__Task instructions__:
**1)** Please render this sentence from the data architecture anti-patterns guide into Spanish: "The separation between operational (OLTP) systems and analytical (OLAP) systems exists for a reason."
**2)** Reproduce word for word the portion of the data architecture anti-patterns guide starting with "Anti-patterns in data" and going on through "are taking on.".

__Document passage__:
* * * * *

Most data architecture failures are not caused by choosing the wrong technology. They are caused by design decisions that seemed reasonable at the time but that scale poorly, accrete technical debt, or make the system progressively harder to maintain. This guide covers the most common anti-patterns and why they are so attractive before they become problems.
Anti-patterns in data architecture are design choices that have short-term appeal but create long-term problems. They are adopted because they solve an immediate problem, because the team does not yet have enough experience to see the downstream consequences, or because the organisational incentives reward speed over sustainability.
Understanding them is useful not because you will never make these choices — some of them are the right choice in specific circumstances — but because being able to recognise them allows you to make them deliberately and with awareness of the debt you are taking on.
The Warehouse as Application Database
**The pattern**: operational applications write directly to the data warehouse. A CRM application inserts records to Snowflake. An event tracking system writes session data to BigQuery. The application and the warehouse share a database.
**Why it is attractive**: it eliminates a data movement step. Operational data is immediately in the analytical system. No ETL, no sync lag.
**Why it fails**: data warehouses are not optimised for high-frequency, low-latency transactional writes. Write patterns from operational applications (many small inserts, frequent updates, point deletes) are antithetical to columnar warehouses optimised for analytical reads. Concurrent application writes and analytical reads compete for warehouse resources. Schema changes required for application evolution break analytical queries that depend on the schema.
The separation between operational (OLTP) systems and analytical (OLAP) systems exists for a reason. Use an operational database for operational writes; use a warehouse for analytical reads. The data movement step is the right cost.
The Monolithic Transform
**The pattern**: one giant SQL query — or one giant dbt model — that joins 15 tables, applies 40 calculated fields, and produces a wide denormalised table that serves all analytical use cases.
**Why it is attractive**: it is simple in concept. One place to go for all the data. No need to join tables in the BI layer.
**Why it fails**: monolithic transforms are impossible to test meaningfully, painful to debug when they produce wrong results, and fragile to any change in any upstream source. When the query fails, the failure is not attributable to a specific transformation step — the entire output is unavailable until the issue is identified and fixed. When a business logic change is needed, it requires modifying a query that affects all consumers simultaneously.
The modular alternative (dbt with staging, intermediate, and mart layers) takes longer to build initially but produces a system where: each transformation step is testable independently, failures are localised to specific models, and business logic changes are limited in scope.
The Schema-on-Query Anti-Pattern
**The pattern**: raw, semi-structured data (JSON, XML, API responses) is stored in the warehouse without schema definition. Queries are written to parse the structure at query time — SELECT json_field:customer_id, json_field:order_amount FROM raw_events.

* * * * *

(Location annotation dataset excerpts)
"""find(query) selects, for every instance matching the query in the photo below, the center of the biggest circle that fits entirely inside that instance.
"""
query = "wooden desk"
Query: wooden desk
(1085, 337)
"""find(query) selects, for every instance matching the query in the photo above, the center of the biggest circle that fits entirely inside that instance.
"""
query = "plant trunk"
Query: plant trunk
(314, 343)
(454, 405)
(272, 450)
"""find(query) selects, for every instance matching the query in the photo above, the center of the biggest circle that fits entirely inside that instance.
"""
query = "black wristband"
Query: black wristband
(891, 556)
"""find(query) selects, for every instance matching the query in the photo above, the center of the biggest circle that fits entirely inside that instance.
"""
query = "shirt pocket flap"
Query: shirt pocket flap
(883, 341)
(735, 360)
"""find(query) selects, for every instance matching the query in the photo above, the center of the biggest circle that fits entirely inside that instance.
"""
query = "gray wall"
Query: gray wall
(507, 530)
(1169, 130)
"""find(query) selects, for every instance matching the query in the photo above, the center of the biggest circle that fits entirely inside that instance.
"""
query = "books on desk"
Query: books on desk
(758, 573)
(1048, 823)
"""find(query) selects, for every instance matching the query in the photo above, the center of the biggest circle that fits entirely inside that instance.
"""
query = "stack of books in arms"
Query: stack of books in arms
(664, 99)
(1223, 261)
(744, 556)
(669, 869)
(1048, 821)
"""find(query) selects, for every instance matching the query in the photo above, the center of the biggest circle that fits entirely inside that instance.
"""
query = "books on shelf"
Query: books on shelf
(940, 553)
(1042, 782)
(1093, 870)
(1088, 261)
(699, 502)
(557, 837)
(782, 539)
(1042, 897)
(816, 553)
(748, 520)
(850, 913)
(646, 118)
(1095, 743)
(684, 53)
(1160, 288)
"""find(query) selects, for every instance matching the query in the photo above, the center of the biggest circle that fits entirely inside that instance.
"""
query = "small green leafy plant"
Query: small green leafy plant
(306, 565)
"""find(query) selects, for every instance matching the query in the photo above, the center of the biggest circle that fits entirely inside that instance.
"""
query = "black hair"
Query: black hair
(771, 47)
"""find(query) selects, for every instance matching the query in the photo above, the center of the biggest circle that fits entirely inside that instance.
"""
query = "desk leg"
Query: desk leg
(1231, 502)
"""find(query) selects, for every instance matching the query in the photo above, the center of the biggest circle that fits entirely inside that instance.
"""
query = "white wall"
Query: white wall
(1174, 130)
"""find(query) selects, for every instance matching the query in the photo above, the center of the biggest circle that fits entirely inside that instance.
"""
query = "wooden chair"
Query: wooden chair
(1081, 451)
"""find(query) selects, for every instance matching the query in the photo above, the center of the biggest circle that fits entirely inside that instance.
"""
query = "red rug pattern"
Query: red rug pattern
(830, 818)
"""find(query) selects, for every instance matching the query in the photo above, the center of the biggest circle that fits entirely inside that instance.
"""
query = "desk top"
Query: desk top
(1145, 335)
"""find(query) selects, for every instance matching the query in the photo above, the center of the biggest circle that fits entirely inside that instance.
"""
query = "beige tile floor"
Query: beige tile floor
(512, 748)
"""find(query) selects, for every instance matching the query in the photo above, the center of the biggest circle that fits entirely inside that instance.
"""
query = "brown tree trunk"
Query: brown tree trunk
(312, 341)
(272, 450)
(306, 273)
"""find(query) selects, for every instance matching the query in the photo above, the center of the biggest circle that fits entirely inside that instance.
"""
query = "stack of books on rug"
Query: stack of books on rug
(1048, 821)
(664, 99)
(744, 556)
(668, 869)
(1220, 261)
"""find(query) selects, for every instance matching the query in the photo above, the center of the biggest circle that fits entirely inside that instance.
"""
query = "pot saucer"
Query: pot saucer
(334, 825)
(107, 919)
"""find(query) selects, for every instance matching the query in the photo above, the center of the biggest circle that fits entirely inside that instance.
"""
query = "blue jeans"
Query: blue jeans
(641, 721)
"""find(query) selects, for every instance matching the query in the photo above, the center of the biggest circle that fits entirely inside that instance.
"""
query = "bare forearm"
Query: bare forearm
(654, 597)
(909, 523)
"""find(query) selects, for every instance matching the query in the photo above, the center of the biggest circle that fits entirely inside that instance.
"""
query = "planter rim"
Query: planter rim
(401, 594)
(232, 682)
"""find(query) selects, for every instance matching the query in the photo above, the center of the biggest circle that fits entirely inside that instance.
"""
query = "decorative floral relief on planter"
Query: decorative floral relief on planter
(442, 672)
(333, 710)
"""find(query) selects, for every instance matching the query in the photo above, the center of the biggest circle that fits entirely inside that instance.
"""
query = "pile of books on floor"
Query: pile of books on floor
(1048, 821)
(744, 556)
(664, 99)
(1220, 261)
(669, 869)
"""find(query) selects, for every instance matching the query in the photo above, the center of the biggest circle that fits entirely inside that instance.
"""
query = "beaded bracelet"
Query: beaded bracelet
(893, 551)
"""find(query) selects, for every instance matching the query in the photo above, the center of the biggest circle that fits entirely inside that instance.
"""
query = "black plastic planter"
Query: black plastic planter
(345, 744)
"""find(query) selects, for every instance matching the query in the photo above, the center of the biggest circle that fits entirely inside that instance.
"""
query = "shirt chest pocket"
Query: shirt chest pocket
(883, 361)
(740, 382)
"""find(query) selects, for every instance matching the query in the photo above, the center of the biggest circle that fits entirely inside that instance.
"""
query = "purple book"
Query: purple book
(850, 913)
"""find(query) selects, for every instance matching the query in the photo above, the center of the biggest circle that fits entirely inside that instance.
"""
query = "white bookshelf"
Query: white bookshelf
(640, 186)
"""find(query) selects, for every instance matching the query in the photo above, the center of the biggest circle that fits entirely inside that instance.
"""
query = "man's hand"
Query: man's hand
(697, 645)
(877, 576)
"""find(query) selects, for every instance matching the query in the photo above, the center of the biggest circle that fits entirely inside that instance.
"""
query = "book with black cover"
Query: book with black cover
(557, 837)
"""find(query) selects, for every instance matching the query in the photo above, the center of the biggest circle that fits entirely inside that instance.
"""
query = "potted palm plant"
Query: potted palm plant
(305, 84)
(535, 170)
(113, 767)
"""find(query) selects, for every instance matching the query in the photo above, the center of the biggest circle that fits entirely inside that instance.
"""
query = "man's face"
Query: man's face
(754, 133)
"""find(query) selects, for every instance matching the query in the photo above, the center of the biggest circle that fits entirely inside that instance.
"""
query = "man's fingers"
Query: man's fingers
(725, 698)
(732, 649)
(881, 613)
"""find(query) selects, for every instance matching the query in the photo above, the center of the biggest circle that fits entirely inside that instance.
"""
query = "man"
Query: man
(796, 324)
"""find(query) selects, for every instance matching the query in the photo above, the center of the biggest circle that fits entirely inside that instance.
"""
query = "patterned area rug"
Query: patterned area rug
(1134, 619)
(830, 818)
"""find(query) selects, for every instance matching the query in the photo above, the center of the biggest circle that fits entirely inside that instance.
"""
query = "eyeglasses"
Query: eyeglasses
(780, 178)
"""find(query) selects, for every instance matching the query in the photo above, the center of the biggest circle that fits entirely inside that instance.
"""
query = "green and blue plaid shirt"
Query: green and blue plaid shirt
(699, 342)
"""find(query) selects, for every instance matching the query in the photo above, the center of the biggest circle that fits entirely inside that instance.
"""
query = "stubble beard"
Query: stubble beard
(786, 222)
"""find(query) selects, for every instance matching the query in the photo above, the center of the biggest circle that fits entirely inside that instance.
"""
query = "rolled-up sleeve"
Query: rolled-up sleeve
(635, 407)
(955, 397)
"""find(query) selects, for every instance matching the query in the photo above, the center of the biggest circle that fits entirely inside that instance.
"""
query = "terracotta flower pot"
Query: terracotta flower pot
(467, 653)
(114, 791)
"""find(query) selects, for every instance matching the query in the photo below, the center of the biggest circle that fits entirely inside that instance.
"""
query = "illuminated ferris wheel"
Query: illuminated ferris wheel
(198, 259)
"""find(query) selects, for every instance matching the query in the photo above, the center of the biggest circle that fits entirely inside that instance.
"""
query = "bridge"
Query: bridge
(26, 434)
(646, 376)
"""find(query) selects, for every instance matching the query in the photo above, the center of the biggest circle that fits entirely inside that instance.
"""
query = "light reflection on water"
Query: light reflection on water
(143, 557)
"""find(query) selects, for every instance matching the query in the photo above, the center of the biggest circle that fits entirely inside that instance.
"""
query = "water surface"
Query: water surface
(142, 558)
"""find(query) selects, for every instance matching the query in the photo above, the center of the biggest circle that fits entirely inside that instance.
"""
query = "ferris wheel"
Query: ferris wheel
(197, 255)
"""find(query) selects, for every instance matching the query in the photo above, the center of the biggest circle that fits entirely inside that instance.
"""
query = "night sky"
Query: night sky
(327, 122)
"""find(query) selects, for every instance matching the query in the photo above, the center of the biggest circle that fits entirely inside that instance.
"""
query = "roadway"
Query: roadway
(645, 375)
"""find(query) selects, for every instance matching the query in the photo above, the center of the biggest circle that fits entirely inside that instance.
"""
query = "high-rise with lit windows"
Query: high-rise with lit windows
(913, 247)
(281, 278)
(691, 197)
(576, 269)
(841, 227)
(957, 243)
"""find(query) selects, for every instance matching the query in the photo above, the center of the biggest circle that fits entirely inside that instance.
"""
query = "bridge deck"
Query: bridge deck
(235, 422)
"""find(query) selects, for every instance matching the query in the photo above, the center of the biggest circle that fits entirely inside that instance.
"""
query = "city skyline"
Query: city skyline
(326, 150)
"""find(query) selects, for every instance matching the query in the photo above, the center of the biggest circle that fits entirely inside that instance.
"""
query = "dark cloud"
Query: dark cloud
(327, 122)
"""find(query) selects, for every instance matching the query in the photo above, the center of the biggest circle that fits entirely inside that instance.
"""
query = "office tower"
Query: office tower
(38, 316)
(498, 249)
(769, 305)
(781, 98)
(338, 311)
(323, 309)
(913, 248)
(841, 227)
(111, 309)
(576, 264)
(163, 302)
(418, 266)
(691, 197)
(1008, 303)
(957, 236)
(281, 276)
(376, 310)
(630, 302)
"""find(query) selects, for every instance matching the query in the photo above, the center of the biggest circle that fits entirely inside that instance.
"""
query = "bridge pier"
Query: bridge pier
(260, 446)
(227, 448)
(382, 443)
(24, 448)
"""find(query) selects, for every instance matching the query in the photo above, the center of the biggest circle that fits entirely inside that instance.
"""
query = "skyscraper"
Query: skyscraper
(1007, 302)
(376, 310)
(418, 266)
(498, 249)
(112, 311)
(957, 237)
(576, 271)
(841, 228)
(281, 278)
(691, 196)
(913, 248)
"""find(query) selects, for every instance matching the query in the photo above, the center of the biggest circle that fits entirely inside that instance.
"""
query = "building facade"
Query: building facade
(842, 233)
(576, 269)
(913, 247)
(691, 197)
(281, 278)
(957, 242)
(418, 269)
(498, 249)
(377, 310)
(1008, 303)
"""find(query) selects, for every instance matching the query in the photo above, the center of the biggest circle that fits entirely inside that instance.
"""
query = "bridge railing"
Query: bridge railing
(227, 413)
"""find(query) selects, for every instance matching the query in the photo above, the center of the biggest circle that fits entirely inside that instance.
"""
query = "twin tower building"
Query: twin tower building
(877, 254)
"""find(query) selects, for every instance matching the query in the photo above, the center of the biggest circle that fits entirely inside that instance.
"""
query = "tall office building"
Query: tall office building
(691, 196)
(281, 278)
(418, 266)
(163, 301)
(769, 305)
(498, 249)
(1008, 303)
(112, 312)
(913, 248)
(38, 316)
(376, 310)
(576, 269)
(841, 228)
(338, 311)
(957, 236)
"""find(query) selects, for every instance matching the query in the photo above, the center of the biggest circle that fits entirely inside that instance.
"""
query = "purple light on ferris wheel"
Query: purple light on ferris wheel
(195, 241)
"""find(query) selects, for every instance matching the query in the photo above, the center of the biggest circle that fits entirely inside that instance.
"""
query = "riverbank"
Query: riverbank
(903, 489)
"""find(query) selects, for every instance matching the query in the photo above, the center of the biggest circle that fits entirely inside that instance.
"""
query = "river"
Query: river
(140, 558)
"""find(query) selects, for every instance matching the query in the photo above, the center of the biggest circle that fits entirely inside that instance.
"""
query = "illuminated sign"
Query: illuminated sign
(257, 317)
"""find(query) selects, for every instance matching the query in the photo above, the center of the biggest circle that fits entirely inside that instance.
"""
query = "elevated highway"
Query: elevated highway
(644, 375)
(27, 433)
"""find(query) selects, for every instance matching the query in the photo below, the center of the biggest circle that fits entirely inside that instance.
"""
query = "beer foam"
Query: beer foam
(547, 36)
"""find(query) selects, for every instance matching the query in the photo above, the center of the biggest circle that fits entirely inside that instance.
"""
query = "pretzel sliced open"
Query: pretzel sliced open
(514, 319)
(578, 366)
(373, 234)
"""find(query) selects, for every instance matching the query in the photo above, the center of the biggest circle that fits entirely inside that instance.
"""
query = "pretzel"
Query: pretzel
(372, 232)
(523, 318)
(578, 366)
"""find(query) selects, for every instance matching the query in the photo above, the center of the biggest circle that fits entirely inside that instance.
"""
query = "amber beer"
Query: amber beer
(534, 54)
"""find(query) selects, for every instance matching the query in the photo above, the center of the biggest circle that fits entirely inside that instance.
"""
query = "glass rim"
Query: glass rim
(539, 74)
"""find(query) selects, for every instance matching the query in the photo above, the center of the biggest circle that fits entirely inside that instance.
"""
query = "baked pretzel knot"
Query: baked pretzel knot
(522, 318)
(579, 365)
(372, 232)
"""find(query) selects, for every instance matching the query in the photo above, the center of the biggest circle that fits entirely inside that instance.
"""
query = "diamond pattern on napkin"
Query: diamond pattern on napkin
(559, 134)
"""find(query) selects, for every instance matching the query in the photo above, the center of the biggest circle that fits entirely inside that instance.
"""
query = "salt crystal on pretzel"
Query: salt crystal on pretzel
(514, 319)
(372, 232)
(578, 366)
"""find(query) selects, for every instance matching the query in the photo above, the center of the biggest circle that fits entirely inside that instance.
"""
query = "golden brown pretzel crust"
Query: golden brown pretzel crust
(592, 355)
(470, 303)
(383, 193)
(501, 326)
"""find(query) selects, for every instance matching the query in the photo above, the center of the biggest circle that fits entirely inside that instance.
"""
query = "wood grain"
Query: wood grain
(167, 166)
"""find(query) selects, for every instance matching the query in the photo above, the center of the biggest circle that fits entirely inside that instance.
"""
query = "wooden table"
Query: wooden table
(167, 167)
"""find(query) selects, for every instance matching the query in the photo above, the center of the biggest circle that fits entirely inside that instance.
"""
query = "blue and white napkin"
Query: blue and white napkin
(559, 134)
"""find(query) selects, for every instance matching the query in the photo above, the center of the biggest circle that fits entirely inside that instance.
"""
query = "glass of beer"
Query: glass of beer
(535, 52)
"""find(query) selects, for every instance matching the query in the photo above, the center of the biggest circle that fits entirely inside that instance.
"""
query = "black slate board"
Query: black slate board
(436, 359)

* * * * *

__Task results__:
**1)** La separación entre los sistemas operativos (OLTP) y los sistemas analíticos (OLAP) existe por una razón.

**2)**
Anti-patterns in data architecture are design choices that have short-term appeal but create long-term problems. They are adopted because they solve an immediate problem, because the team does not yet have enough experience to see the downstream consequences, or because the organisational incentives reward speed over sustainability.
Understanding them is useful not because you will never make these choices — some of them are the right choice in specific circumstances — but because being able to recognise them allows you to make them deliberately and with awareness of the debt you are taking on.